Data shown:
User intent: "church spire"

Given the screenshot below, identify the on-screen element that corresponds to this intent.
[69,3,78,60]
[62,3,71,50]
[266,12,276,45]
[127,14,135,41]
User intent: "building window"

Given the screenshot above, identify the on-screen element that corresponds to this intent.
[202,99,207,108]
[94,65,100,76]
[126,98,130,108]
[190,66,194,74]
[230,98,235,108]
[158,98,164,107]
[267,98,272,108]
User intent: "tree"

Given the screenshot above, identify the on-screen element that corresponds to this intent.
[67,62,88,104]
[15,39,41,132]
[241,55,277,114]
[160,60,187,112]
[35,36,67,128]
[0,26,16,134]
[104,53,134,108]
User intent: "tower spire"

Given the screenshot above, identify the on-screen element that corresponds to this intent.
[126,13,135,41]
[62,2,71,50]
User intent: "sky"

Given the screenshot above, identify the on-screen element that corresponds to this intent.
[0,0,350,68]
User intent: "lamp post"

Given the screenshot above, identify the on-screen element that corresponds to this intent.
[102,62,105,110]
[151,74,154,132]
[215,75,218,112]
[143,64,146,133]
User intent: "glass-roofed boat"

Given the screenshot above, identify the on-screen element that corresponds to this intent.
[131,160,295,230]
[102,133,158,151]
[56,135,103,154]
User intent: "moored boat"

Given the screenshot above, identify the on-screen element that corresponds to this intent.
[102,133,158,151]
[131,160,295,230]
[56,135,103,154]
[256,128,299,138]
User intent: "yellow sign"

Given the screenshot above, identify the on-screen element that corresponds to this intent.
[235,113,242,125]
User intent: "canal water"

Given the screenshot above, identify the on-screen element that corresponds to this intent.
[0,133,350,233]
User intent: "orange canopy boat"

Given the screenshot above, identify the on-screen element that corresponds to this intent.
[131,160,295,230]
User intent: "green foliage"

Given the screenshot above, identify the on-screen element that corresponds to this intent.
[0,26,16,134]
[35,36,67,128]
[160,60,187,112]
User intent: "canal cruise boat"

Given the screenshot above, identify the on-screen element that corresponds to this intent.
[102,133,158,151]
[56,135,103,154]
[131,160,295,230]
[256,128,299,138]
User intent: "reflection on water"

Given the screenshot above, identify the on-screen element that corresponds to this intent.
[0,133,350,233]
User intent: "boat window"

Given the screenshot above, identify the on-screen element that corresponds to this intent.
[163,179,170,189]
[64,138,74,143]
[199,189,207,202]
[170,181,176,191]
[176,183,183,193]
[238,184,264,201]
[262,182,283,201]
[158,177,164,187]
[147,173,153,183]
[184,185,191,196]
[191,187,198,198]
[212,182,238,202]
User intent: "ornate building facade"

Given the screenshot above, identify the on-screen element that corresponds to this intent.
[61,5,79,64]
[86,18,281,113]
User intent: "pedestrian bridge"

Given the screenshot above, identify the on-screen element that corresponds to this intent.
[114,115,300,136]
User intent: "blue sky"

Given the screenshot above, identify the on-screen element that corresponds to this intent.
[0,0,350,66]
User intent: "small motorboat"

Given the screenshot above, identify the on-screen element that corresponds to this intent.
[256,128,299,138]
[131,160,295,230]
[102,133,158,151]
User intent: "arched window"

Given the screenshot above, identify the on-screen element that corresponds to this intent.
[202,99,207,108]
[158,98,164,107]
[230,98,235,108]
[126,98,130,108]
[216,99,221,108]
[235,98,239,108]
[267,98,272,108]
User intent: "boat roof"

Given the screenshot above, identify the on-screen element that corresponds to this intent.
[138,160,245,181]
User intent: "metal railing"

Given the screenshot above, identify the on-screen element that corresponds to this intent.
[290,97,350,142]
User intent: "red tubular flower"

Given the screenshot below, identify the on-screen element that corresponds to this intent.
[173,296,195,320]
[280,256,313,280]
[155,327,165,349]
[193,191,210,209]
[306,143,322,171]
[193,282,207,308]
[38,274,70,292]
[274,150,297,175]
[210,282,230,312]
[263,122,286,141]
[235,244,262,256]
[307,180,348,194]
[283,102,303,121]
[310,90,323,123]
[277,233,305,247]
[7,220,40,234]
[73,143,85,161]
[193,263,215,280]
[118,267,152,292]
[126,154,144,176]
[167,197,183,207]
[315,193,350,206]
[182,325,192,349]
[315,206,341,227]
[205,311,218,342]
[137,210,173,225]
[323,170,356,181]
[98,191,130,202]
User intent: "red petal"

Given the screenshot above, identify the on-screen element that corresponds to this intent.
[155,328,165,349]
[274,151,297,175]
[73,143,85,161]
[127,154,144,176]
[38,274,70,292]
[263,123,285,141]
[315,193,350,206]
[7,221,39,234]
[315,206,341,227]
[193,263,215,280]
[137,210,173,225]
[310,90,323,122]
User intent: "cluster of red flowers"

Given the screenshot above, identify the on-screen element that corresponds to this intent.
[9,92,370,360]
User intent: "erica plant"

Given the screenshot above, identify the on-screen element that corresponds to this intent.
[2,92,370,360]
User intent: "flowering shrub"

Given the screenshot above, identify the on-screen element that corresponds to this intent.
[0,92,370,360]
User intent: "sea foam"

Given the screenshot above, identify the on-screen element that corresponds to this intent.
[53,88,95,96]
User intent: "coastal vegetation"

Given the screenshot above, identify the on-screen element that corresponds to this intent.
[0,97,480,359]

What is being asked: How many lines of the records contain the word "canal"? Reply with the number alone.

Complete response: 2